ТРЕБОВАНИЯ К ЗАДАНИЯМ
[A] Переведите на английский язык следующее предложение из фрагмента о комическом катарсисе: «В понимание Достоевским трагического и комического в жизни и искусстве мы невольно инкорпорируем то унаследованное от него значительное расширение семантического объема терминов, которое предпринято Серебряным веком».
[B] Перепишите дословно часть фрагмента о комическом катарсисе между словами «О комическом катарсисе» и «Эри, С. Франк).» включительно.

ПРЕДОСТАВЛЕННЫЙ ТЕКСТ
§ §
О комическом катарсисе

В понимание Достоевским трагического и комического в жизни и искусстве мы невольно инкорпорируем то унаследованное от него значительное расширение семантического объема терминов, которое предпринято Серебряным веком. Так, религиозная историософия рубежа веков стремится положительно осознать трагическую дуальность избыточествующего во Зле мира в моделях манихейского (Н. Бердяев), символистского (П. Флоренский, Е. Трубецкой, А. Белый) типов и в образах тварно-нетварной Софии, то в разлуке с Душой Мира отвращающей свое Лицо от человека (В. Соловьёв, символисты, А. Блок), то поднимающей его из глубин дольней трагедии жизни к свету Истины (С. Булгаков, В. Эри, С. Франк).
§ §
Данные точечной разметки

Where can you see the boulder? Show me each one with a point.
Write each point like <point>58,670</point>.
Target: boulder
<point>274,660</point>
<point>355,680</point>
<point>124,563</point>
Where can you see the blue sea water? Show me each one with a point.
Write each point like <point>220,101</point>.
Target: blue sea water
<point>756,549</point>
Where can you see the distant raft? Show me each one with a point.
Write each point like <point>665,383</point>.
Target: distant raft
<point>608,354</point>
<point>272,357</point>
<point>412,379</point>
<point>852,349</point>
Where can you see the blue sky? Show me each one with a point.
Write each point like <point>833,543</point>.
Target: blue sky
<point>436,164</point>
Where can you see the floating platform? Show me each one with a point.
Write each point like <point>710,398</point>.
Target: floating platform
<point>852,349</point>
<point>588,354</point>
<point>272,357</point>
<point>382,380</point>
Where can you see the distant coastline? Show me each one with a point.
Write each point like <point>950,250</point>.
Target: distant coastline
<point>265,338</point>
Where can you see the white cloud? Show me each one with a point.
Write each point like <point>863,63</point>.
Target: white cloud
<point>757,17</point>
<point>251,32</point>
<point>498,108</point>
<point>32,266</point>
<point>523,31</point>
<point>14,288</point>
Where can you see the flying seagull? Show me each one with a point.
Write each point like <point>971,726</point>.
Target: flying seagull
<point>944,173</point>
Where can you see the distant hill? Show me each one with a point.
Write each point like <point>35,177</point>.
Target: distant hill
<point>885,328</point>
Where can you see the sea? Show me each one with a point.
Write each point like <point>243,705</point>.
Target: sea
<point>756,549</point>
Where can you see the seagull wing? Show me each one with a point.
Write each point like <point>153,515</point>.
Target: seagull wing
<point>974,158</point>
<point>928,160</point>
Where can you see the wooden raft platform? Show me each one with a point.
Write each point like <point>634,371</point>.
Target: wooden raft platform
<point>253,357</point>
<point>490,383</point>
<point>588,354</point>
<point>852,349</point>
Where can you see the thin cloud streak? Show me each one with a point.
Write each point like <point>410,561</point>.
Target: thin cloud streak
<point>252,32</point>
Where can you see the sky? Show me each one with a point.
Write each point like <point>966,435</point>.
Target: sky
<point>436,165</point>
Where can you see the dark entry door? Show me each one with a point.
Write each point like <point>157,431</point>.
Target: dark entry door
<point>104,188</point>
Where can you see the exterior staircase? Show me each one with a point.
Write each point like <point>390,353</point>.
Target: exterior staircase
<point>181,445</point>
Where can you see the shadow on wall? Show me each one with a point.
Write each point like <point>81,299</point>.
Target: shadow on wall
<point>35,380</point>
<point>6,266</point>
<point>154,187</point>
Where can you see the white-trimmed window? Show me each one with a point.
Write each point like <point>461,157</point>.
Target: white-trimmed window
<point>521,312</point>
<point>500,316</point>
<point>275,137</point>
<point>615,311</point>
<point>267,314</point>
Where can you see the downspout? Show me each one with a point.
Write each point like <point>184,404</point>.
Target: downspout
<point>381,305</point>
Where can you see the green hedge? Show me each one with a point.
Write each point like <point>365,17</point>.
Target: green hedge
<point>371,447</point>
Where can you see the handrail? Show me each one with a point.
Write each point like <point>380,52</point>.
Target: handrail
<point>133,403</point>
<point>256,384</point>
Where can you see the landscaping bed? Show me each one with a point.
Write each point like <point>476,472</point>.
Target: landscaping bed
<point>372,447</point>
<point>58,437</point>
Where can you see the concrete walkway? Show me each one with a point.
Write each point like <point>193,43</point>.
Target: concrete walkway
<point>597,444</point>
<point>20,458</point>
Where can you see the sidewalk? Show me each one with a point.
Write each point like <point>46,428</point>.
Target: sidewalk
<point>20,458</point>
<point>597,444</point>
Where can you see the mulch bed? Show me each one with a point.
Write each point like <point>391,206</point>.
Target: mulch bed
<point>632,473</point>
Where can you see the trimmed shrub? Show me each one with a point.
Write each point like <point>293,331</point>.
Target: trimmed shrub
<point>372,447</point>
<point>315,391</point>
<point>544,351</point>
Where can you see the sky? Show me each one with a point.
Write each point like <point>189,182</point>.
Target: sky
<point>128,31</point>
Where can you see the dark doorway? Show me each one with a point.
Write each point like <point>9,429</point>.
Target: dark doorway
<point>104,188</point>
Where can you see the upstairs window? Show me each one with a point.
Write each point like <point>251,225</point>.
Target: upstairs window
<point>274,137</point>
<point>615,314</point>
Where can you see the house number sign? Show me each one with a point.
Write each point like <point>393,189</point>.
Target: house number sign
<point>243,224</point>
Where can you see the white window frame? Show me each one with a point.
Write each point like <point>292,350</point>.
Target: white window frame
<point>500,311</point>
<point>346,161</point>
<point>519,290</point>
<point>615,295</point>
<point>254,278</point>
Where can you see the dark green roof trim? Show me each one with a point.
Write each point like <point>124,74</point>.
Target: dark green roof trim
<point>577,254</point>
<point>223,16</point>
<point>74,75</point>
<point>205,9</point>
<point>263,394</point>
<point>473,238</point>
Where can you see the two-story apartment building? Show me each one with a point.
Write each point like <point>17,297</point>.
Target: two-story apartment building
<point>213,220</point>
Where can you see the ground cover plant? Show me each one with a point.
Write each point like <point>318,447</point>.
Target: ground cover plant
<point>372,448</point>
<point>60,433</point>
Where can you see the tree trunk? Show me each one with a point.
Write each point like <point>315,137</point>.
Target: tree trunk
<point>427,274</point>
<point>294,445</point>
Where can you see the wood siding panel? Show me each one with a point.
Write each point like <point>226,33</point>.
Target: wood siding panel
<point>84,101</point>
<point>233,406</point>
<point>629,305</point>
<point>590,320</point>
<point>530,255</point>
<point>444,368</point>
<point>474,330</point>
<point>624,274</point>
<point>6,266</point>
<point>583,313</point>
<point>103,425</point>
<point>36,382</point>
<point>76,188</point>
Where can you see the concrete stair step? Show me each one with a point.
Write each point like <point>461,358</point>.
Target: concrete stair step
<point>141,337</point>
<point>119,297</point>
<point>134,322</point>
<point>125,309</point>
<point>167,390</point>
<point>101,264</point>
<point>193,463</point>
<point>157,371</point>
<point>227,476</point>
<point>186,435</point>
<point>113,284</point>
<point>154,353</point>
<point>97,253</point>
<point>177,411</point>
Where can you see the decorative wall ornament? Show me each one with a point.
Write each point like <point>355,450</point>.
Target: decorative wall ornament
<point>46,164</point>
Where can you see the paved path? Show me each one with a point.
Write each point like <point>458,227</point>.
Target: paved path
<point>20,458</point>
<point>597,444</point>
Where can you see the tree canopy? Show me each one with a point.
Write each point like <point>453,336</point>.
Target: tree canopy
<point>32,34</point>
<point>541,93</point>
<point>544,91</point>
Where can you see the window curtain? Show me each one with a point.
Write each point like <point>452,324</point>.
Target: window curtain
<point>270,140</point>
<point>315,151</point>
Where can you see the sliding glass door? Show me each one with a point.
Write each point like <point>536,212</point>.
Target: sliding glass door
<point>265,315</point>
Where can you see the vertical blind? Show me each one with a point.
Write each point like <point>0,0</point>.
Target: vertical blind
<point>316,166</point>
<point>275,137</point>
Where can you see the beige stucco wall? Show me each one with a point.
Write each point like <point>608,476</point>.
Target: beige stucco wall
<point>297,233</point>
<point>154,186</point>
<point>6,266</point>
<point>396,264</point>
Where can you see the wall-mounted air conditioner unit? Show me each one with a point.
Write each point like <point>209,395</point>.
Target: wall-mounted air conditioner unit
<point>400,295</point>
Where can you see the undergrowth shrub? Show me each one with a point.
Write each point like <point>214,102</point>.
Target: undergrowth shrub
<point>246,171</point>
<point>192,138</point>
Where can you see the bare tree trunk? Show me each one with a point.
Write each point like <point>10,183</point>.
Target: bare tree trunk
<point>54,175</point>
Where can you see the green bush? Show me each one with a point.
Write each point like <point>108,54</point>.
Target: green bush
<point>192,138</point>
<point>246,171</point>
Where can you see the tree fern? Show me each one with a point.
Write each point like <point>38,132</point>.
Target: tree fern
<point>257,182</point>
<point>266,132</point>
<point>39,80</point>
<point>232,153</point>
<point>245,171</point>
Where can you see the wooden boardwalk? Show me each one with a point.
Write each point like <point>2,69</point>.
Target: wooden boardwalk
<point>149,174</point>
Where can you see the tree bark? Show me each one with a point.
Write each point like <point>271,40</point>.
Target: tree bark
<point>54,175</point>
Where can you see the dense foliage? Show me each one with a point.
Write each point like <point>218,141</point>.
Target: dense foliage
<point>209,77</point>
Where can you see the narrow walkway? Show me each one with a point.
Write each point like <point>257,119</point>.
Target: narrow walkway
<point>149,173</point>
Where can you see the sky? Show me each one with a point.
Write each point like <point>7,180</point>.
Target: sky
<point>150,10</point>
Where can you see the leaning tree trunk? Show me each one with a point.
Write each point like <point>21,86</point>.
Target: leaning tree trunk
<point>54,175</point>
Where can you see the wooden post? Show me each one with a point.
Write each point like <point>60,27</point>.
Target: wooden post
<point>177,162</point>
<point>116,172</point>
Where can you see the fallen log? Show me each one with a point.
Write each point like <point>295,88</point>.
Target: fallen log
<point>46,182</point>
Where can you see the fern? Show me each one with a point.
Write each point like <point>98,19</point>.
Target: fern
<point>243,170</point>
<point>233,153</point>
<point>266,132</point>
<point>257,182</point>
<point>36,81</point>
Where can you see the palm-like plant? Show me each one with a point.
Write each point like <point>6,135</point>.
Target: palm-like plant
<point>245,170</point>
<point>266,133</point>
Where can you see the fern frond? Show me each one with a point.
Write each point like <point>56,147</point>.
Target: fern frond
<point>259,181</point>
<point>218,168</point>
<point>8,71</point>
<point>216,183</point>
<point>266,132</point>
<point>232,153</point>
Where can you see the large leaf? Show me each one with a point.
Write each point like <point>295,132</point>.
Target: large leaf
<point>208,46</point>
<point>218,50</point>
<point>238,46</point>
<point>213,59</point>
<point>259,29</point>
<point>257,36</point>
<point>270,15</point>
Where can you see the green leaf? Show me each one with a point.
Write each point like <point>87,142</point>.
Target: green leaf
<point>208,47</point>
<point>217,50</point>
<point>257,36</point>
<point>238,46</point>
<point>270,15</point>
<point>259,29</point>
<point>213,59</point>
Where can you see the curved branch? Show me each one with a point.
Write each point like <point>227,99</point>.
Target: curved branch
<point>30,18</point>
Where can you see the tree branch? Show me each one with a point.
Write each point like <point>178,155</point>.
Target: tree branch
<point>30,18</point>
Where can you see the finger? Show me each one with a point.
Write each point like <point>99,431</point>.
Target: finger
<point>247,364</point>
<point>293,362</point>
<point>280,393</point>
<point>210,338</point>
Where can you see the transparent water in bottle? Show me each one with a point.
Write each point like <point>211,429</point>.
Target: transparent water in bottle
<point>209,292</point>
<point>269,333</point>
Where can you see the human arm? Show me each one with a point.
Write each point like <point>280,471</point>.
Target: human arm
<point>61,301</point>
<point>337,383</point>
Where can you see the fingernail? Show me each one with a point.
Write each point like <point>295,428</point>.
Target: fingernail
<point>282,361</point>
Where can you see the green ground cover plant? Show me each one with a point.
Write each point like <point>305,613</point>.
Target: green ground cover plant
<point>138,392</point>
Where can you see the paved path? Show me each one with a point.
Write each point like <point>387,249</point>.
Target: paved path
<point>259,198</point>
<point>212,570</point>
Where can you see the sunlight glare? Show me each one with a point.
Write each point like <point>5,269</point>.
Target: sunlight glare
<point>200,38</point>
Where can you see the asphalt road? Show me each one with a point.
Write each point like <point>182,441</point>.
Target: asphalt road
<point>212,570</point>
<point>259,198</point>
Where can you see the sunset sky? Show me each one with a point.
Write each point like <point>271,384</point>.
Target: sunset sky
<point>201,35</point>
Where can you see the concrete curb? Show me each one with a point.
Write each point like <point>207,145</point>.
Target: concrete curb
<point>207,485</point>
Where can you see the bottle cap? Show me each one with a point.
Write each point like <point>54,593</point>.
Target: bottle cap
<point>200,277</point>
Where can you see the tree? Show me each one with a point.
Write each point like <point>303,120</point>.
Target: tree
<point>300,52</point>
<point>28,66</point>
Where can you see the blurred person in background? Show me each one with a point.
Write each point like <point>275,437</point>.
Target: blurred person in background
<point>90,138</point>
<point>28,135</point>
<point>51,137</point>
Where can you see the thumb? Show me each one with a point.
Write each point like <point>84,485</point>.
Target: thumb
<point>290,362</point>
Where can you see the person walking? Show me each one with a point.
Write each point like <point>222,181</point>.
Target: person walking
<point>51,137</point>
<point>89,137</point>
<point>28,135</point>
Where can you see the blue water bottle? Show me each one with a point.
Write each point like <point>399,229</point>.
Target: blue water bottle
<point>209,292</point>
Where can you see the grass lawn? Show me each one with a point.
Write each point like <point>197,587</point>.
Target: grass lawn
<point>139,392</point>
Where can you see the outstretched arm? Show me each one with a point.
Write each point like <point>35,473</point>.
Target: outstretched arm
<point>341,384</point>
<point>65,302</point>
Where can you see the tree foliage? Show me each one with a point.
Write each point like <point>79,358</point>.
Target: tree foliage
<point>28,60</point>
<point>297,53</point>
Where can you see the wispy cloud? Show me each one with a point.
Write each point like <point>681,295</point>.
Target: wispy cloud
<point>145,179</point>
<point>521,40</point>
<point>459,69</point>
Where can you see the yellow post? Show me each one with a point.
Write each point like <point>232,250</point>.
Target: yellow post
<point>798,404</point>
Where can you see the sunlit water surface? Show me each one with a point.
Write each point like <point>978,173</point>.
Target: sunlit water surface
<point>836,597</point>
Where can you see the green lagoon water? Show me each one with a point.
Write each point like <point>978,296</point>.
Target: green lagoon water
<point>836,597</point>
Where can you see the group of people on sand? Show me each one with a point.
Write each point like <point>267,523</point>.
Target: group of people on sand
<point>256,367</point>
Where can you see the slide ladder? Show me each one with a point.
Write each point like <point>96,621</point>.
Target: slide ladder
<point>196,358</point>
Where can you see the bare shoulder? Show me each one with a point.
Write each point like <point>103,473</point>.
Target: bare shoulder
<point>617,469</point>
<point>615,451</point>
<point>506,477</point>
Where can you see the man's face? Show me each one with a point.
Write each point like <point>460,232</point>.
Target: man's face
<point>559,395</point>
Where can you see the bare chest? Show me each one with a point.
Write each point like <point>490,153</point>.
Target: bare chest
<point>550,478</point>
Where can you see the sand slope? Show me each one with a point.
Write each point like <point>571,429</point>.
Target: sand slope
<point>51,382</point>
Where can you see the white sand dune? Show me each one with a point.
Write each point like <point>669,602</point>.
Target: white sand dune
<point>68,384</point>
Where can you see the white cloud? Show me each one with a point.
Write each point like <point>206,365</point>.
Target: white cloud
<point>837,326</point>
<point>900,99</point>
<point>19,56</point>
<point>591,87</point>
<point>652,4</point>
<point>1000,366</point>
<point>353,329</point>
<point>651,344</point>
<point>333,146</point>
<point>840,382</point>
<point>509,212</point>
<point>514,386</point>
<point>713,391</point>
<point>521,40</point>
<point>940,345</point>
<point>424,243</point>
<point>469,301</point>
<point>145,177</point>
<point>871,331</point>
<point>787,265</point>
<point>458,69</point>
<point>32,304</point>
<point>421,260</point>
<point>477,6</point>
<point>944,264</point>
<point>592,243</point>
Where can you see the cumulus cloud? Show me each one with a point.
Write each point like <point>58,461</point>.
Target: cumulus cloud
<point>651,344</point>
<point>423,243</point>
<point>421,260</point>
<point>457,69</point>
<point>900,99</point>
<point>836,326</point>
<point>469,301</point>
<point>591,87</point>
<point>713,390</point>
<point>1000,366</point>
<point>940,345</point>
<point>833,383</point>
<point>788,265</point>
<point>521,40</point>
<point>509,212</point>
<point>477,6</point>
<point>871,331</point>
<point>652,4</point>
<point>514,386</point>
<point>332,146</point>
§ §
РЕШЕНИЯ
[A] Into Dostoevsky's understanding of the tragic and the comic in life and art, we involuntarily incorporate that considerable expansion of the semantic scope of the terms, inherited from him, which was undertaken by the Silver Age.

[B]
О комическом катарсисе

В понимание Достоевским трагического и комического в жизни и искусстве мы невольно инкорпорируем то унаследованное от него значительное расширение семантического объема терминов, которое предпринято Серебряным веком. Так, религиозная историософия рубежа веков стремится положительно осознать трагическую дуальность избыточествующего во Зле мира в моделях манихейского (Н. Бердяев), символистского (П. Флоренский, Е. Трубецкой, А. Белый) типов и в образах тварно-нетварной Софии, то в разлуке с Душой Мира отвращающей свое Лицо от человека (В. Соловьёв, символисты, А. Блок), то поднимающей его из глубин дольней трагедии жизни к свету Истины (С. Булгаков, В. Эри, С. Франк).